▶ What you have to do
Please go line by line through the material and copy each one containing the word "building".

▶ Source material
★ ★ ★ ★ ★ ★ ★

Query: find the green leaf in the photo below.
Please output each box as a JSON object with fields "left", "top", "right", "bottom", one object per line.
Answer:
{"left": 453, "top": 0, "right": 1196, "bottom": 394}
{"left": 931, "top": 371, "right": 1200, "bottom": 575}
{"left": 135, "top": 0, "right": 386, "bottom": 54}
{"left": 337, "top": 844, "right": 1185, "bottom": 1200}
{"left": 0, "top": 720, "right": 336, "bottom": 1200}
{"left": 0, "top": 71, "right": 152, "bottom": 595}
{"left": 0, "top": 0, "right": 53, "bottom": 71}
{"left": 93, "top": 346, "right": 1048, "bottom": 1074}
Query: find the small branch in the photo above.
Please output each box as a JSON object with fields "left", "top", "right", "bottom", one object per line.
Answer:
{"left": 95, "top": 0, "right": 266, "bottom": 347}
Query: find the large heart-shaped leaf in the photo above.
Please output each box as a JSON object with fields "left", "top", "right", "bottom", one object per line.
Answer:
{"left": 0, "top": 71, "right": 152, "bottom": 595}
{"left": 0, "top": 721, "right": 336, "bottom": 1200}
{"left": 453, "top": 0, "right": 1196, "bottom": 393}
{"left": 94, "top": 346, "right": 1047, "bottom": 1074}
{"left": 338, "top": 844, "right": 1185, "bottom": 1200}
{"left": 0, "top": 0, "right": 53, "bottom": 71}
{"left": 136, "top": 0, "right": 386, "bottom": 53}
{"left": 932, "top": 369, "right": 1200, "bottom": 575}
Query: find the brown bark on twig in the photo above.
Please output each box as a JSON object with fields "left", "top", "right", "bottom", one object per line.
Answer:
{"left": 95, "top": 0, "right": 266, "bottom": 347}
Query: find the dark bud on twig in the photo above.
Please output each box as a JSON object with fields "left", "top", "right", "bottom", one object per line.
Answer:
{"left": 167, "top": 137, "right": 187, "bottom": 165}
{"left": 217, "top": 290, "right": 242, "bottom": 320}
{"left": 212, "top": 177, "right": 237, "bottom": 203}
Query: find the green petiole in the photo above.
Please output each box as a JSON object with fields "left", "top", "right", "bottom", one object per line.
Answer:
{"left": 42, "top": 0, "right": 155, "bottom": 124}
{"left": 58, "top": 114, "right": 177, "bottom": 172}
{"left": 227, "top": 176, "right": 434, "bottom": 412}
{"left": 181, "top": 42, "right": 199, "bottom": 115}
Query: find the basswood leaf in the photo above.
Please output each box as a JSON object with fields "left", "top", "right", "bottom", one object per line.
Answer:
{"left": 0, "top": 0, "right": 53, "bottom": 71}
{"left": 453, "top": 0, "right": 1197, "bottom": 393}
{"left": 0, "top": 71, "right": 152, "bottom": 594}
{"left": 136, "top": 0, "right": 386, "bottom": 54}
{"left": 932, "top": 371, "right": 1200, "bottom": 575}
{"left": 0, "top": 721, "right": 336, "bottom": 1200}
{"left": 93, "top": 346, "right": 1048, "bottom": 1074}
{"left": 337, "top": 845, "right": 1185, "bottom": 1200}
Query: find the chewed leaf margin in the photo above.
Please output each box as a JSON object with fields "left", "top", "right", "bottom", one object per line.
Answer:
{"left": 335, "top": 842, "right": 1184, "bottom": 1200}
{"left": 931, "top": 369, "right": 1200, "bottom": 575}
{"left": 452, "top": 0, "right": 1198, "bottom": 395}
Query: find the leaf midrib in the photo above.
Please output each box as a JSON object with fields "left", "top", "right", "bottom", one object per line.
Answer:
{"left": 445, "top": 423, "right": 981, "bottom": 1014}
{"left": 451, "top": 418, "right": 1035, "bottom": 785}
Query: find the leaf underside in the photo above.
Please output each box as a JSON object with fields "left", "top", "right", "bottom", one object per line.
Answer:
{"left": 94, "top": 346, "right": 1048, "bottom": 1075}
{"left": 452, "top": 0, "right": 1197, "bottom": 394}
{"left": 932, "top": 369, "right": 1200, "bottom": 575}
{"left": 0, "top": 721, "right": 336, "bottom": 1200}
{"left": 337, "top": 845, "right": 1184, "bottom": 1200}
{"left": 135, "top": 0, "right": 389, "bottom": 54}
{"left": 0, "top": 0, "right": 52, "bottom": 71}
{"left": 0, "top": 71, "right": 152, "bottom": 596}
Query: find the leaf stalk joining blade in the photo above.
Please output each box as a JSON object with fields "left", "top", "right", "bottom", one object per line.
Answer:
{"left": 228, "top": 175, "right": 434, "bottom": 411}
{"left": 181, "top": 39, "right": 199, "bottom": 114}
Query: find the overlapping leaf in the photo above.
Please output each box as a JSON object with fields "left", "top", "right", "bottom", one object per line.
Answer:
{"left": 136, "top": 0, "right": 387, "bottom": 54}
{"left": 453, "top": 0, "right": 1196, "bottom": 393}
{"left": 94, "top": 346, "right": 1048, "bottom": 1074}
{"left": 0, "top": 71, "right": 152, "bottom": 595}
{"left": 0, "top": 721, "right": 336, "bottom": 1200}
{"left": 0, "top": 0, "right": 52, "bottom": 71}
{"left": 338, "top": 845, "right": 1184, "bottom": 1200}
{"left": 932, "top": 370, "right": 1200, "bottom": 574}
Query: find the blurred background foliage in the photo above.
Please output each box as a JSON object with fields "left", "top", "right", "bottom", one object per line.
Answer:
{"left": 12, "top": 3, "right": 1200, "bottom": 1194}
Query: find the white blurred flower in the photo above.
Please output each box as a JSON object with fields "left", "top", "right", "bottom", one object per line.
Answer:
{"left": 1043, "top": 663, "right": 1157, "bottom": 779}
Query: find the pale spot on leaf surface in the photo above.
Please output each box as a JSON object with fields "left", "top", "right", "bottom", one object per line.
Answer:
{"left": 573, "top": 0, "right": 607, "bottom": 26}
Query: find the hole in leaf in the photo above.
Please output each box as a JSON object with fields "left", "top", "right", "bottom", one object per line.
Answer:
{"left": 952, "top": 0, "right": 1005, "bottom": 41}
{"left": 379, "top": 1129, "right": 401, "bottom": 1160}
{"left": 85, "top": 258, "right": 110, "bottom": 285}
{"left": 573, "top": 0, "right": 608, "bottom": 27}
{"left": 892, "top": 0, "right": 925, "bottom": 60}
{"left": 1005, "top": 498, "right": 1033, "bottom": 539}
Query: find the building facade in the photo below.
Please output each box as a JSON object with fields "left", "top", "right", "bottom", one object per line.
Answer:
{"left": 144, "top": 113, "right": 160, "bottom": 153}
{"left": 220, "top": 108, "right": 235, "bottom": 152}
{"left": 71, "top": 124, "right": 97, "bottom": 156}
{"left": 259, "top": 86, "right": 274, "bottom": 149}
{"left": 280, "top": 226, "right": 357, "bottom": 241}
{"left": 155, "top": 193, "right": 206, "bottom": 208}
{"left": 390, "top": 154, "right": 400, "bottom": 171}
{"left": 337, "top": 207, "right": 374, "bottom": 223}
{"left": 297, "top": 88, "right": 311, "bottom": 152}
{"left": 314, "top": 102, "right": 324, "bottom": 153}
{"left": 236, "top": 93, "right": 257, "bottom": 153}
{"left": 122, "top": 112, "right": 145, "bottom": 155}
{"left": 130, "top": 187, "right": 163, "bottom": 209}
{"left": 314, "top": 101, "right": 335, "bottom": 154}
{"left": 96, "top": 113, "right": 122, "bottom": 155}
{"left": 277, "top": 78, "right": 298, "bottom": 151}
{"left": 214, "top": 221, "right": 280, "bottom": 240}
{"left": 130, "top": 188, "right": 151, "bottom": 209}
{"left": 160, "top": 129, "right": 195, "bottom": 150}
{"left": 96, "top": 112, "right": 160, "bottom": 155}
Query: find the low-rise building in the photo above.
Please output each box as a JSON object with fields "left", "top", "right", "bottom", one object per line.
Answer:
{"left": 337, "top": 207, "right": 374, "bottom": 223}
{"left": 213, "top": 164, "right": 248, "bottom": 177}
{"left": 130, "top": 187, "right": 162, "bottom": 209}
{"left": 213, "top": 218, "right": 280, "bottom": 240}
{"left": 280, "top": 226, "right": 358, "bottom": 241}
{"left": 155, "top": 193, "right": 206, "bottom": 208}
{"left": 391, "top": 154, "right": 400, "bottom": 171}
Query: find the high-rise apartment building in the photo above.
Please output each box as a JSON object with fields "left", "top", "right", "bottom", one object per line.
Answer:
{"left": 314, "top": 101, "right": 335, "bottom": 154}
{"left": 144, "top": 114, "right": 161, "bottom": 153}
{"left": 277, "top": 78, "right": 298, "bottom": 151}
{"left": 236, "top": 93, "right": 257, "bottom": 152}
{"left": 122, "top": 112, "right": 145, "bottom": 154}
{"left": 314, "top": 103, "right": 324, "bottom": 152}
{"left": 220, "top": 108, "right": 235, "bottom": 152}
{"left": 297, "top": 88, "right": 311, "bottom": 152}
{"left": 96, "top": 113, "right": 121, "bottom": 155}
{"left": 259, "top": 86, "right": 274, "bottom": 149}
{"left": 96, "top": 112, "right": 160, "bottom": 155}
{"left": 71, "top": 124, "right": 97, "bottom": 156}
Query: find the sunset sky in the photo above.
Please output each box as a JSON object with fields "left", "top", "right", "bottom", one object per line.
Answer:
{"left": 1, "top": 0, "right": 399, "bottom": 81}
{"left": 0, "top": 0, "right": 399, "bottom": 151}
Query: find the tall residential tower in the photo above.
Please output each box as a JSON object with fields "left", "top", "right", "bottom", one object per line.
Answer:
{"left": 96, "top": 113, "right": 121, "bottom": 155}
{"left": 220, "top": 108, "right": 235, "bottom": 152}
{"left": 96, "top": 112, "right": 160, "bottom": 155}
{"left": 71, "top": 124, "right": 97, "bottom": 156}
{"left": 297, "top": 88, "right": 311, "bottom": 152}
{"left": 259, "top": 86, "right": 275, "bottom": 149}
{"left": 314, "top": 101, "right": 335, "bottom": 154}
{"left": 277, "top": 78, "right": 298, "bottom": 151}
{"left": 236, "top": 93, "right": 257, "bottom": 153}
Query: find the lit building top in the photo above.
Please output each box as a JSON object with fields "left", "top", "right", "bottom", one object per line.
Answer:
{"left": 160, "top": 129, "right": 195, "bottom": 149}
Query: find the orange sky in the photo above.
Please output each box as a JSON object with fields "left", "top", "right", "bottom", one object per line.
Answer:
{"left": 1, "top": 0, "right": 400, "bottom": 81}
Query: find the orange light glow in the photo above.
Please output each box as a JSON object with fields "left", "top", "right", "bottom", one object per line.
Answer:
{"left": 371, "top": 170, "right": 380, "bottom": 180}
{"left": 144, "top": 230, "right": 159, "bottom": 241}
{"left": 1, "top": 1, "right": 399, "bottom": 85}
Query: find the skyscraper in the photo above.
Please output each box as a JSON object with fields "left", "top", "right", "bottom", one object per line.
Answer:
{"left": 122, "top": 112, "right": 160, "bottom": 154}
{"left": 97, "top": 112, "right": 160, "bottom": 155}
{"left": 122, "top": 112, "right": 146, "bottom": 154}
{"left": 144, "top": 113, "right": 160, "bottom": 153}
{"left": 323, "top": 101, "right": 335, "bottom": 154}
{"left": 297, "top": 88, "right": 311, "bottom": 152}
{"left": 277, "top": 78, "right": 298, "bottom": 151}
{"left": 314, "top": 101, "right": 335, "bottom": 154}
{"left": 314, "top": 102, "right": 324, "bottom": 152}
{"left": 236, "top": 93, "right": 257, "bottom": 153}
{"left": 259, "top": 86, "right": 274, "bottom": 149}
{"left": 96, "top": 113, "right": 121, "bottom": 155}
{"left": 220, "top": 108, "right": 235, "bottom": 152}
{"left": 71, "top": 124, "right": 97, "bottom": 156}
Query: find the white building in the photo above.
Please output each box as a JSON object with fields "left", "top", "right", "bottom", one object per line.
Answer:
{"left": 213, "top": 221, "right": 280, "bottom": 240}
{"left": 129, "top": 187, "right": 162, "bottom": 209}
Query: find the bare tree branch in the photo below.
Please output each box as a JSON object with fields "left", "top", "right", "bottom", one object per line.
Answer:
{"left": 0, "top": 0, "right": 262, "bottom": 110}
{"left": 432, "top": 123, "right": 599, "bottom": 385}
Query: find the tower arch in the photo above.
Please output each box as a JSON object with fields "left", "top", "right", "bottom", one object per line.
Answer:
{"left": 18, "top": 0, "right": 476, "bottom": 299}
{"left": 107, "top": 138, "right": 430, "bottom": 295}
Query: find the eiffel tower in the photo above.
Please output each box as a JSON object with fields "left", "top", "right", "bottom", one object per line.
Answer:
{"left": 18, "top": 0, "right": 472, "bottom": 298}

★ ★ ★ ★ ★ ★ ★

▶ Result for this exercise
Query: find the building facade in the photo below.
Query: find the low-rise building in the photo above.
Query: find the high-rise apartment building in the photo above.
Query: find the lit building top in the photo above.
Query: find the white building in the photo above.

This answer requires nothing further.